[TASK STATEMENT] Rewrite the records below, putting "marker" wherever "dot" appears and leaving every other part unchanged. Omit the pictures from your answer.

=== LISTING ===

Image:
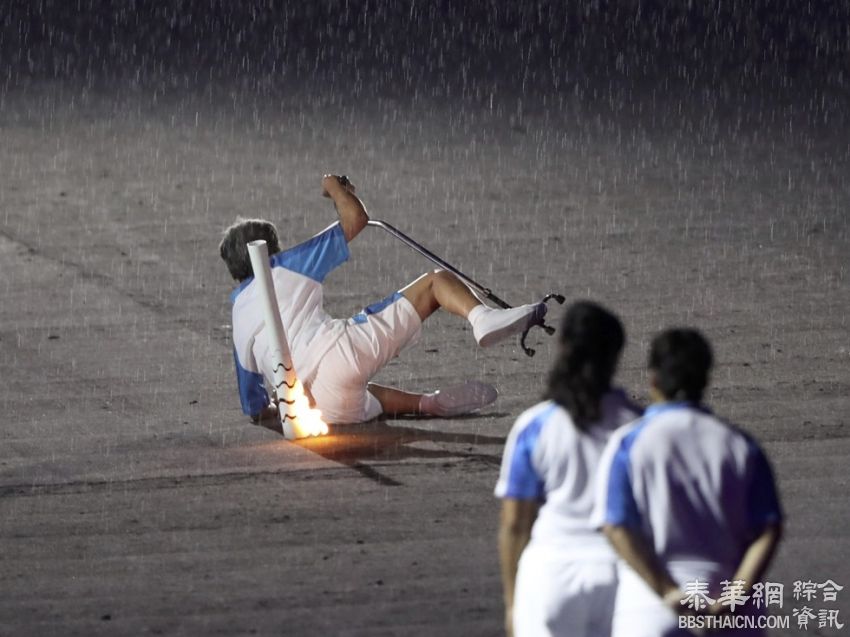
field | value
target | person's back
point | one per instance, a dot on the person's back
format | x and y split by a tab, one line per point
558	571
696	482
688	501
564	459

===

[TASK RESULT]
Image:
field | value
target | person's back
point | one per instance, a marker on the person's back
format | x and y split by a tab, one line per point
558	571
696	482
688	501
564	459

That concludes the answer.